# [Dataset excerpts]
+++

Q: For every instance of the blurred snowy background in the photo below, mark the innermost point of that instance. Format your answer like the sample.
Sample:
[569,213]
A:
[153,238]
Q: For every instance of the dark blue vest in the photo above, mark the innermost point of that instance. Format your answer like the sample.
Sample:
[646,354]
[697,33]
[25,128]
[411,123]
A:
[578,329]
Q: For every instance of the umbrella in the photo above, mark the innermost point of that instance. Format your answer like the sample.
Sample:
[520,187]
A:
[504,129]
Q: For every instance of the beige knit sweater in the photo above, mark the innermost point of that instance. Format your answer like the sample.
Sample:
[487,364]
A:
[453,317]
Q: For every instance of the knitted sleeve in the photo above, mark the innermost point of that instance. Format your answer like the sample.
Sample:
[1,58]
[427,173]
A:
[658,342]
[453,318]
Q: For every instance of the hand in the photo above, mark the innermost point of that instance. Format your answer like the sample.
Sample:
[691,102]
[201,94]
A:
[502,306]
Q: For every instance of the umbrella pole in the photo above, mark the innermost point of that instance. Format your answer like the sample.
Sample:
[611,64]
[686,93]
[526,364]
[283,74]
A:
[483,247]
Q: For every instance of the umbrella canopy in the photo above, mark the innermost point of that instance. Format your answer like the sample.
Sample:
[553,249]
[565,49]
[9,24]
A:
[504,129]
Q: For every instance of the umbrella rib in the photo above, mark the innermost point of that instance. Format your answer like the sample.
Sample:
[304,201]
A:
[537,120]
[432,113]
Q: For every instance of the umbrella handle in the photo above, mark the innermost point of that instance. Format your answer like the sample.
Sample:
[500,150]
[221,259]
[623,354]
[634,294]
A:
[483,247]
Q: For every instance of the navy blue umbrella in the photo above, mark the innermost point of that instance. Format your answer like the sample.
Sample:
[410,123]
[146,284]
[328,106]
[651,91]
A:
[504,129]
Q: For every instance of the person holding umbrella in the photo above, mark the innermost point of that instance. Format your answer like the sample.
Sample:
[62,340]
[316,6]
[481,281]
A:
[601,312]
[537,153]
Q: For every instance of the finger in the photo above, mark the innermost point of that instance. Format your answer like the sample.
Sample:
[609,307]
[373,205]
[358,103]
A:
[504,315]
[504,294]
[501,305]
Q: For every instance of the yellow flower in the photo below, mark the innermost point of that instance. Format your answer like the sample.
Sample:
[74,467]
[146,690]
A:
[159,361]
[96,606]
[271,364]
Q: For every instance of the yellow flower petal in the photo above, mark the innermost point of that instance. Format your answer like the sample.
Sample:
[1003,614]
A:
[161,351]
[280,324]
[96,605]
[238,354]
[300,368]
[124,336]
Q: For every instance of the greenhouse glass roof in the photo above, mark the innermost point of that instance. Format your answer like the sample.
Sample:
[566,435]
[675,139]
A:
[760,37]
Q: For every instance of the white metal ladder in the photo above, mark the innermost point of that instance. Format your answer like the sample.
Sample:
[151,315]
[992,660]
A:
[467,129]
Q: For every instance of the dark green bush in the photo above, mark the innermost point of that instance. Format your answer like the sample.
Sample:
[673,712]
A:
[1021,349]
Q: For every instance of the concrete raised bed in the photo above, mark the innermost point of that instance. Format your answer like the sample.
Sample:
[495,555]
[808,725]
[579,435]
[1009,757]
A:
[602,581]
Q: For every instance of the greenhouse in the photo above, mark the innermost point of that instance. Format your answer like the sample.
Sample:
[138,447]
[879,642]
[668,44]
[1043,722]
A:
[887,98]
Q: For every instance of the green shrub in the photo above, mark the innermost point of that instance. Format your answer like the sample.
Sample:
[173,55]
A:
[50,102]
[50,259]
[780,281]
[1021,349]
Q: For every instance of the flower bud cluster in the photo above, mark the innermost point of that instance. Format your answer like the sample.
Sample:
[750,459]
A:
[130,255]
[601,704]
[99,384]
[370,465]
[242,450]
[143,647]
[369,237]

+++

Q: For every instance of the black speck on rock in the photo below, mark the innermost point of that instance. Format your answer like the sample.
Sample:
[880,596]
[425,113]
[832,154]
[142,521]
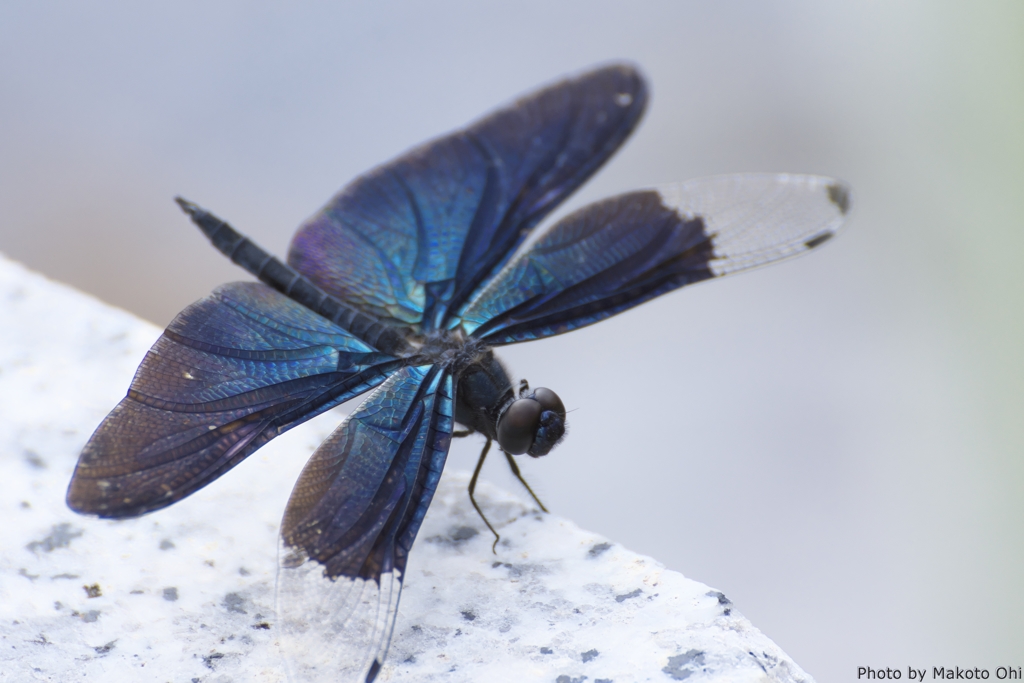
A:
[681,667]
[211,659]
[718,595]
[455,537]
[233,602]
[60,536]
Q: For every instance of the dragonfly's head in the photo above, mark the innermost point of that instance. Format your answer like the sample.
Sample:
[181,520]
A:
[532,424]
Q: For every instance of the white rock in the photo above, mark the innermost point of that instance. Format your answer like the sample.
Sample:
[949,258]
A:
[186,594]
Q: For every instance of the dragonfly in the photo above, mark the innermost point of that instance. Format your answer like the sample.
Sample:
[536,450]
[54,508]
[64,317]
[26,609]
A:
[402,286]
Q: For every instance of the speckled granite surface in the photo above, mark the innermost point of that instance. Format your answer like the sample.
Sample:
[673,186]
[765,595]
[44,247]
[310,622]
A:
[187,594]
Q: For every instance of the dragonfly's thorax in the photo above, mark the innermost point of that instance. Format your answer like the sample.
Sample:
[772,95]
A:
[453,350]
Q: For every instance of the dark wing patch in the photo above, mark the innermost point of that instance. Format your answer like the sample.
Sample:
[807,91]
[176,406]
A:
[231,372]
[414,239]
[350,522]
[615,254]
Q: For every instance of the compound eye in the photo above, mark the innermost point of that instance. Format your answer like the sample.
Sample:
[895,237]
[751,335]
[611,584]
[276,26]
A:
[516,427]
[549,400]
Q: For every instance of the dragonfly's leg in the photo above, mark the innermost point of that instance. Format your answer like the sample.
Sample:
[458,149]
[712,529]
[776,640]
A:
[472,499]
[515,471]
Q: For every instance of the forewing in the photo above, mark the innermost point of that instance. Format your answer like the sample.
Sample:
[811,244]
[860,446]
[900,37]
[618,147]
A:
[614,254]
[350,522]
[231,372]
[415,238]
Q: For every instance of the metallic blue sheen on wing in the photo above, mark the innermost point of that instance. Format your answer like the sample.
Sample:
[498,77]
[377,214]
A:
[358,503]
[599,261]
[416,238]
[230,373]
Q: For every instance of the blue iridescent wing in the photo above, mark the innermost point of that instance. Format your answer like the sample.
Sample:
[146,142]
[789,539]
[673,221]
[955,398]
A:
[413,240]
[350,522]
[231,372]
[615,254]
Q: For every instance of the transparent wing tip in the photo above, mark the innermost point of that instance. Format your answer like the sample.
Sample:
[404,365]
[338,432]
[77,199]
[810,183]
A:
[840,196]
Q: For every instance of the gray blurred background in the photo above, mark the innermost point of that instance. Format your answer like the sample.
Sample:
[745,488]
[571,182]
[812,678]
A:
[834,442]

+++

How many lines of the entries above contain the word "background"? Reply with the number alone.

# [Reply]
2